> **TASK**
Gather every line in the items below that contains the word "textured". Case counts, so match capital and lowercase letters.

start INFORMATION SHOWN

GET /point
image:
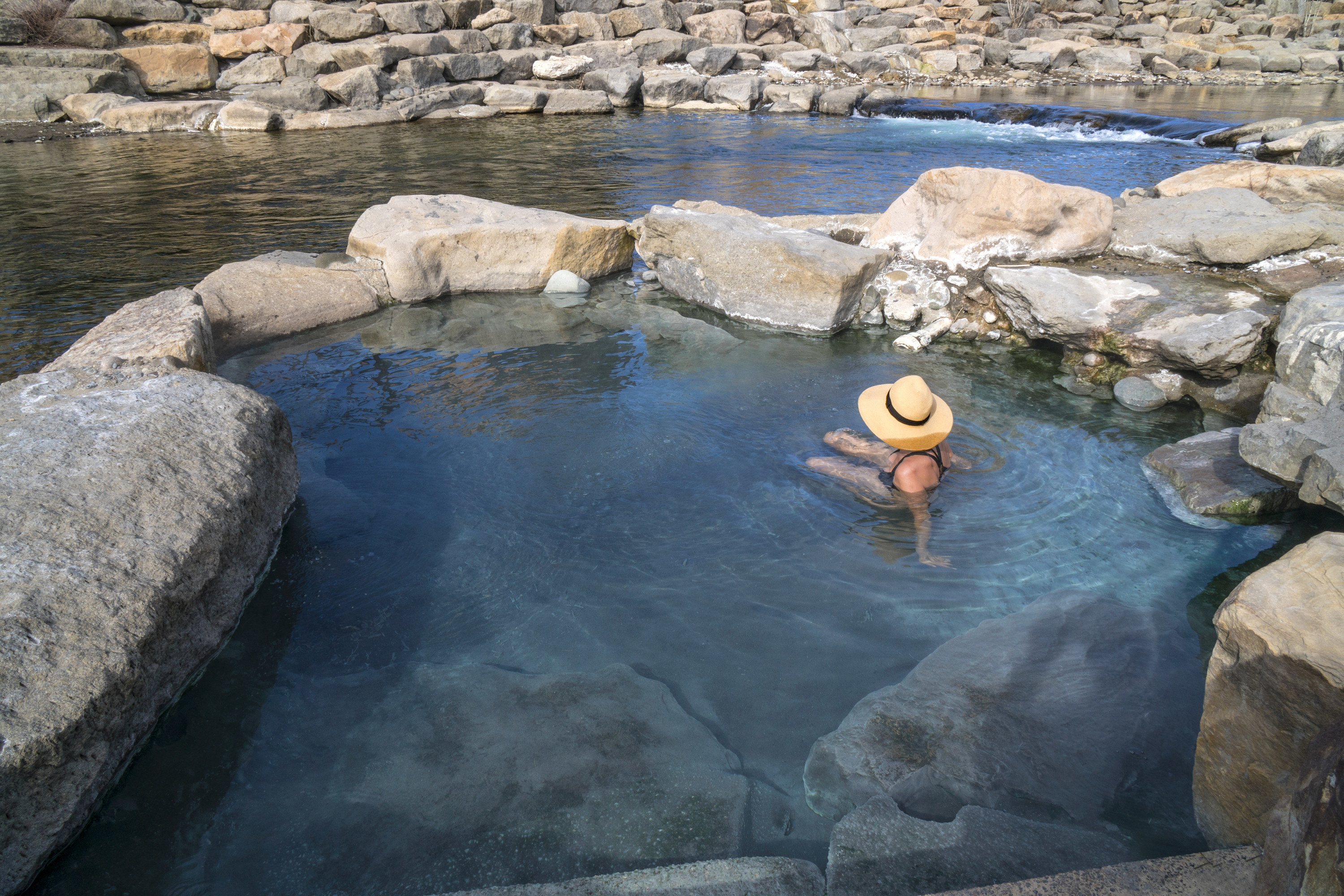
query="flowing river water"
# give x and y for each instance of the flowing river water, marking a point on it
(487, 485)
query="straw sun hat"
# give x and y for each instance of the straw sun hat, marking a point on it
(906, 414)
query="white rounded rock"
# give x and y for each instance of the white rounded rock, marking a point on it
(565, 281)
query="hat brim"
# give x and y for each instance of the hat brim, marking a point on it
(873, 409)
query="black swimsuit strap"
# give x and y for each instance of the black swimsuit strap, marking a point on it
(936, 453)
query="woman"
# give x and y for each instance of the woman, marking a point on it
(910, 418)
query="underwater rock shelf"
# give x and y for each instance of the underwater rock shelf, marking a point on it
(146, 495)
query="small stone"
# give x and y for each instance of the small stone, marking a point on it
(1137, 394)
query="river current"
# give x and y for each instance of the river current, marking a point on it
(557, 499)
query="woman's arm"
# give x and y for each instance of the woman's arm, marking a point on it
(918, 501)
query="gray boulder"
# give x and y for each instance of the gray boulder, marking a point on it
(1323, 150)
(1311, 345)
(280, 293)
(300, 95)
(881, 849)
(666, 89)
(842, 101)
(711, 61)
(620, 85)
(660, 45)
(1180, 322)
(1139, 394)
(127, 13)
(753, 271)
(1213, 480)
(121, 581)
(584, 774)
(170, 324)
(1218, 226)
(1073, 707)
(744, 92)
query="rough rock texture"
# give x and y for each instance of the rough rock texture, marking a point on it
(439, 245)
(1266, 181)
(143, 117)
(170, 324)
(172, 68)
(585, 774)
(280, 293)
(139, 507)
(758, 272)
(968, 218)
(1152, 322)
(1006, 716)
(1304, 837)
(1211, 477)
(1226, 872)
(1217, 226)
(757, 876)
(1276, 680)
(879, 849)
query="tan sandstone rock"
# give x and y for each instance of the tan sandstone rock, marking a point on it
(1268, 181)
(170, 324)
(280, 293)
(1276, 680)
(439, 245)
(968, 218)
(172, 68)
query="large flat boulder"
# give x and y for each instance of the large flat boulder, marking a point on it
(139, 507)
(172, 68)
(1213, 480)
(758, 272)
(30, 93)
(754, 876)
(1276, 681)
(969, 218)
(1172, 322)
(881, 849)
(1218, 226)
(1268, 181)
(439, 245)
(492, 778)
(1073, 707)
(280, 293)
(170, 324)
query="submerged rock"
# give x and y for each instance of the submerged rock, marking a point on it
(492, 778)
(968, 218)
(1276, 680)
(1213, 480)
(758, 272)
(1072, 708)
(140, 505)
(1174, 322)
(439, 245)
(280, 293)
(170, 324)
(881, 849)
(1218, 226)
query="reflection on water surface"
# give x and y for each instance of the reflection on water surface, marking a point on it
(495, 480)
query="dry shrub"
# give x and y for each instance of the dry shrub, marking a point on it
(43, 18)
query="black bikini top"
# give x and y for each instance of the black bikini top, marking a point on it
(936, 453)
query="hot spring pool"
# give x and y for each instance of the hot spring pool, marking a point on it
(550, 499)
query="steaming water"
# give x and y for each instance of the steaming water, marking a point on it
(572, 500)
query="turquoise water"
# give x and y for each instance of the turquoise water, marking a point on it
(547, 497)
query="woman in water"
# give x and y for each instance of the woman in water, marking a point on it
(910, 418)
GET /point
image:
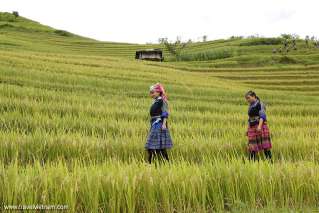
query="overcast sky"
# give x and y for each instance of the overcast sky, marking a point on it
(141, 21)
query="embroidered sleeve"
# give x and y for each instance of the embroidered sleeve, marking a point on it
(262, 112)
(164, 110)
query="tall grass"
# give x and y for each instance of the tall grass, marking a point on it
(73, 123)
(181, 187)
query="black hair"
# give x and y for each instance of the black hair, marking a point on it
(252, 94)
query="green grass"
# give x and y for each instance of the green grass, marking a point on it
(74, 119)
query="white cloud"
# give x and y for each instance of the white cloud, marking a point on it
(146, 20)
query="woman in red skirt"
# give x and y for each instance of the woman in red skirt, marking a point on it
(258, 131)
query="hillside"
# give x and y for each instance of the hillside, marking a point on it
(74, 119)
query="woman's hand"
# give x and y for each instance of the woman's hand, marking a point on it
(164, 126)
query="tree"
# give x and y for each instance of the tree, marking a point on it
(15, 13)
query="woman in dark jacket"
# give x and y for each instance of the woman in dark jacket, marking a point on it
(159, 139)
(258, 131)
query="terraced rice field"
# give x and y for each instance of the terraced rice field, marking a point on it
(74, 119)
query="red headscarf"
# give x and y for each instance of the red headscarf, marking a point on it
(160, 89)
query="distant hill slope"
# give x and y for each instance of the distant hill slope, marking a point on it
(249, 62)
(24, 34)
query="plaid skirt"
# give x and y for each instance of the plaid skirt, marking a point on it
(158, 138)
(258, 140)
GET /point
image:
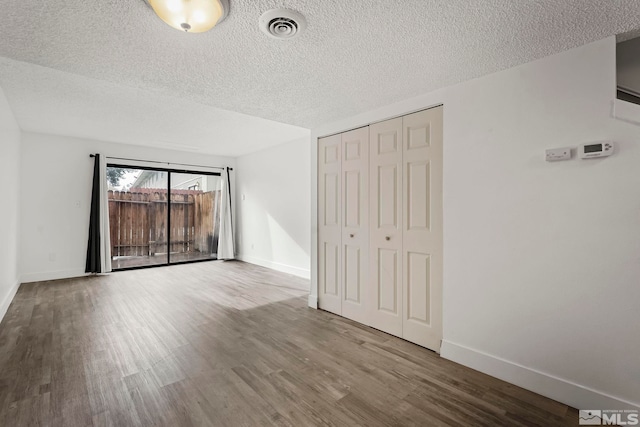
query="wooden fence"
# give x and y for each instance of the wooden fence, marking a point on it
(138, 221)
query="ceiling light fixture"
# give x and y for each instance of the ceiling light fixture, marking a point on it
(193, 16)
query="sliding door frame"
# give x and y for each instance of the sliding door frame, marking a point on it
(168, 228)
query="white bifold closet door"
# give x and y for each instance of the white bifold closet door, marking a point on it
(330, 224)
(385, 197)
(355, 223)
(380, 226)
(422, 228)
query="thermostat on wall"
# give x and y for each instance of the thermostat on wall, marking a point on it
(596, 149)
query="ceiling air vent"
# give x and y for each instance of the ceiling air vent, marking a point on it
(282, 23)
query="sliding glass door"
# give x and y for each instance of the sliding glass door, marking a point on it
(193, 217)
(160, 216)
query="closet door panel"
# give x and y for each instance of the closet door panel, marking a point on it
(330, 224)
(355, 219)
(385, 285)
(422, 230)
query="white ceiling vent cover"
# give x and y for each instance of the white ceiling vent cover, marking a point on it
(282, 23)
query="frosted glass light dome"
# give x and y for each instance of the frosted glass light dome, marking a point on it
(193, 16)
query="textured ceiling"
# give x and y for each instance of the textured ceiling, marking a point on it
(354, 56)
(50, 101)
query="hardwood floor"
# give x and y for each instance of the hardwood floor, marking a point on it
(228, 344)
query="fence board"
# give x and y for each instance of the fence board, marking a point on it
(138, 222)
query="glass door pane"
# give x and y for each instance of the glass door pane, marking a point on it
(194, 216)
(137, 216)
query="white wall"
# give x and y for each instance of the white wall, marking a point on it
(541, 260)
(56, 181)
(10, 206)
(274, 217)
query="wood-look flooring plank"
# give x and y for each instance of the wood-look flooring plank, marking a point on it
(228, 344)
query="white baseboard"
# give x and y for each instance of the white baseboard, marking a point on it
(313, 301)
(52, 275)
(6, 301)
(289, 269)
(559, 389)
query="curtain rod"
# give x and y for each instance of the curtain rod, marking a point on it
(162, 163)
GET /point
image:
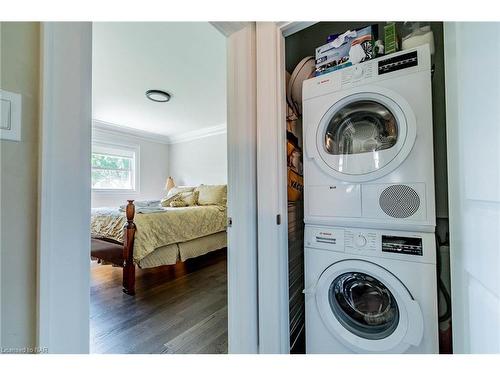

end INFORMATION SHOWN

> **ANSWER FOR THIS EXERCISE**
query="textured ceiling"
# give x and y for each instance of the textured ceiling, marking a point on it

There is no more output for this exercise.